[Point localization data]
● ● ● ● ● ● ●
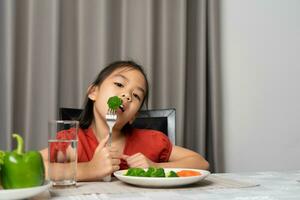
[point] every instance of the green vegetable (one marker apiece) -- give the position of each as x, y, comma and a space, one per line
135, 172
151, 172
114, 102
172, 174
21, 170
2, 154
● ● ● ● ● ● ●
- PROBLEM DETAILS:
With the pictures dropped, give every entry above again exactly.

- SOLUTION TO THIS PROBLEM:
[point] every instance of the green vegetable (one marker apiece) -- give the position of each as x, y, comma and a space, one per line
135, 172
151, 172
114, 102
172, 174
21, 170
2, 154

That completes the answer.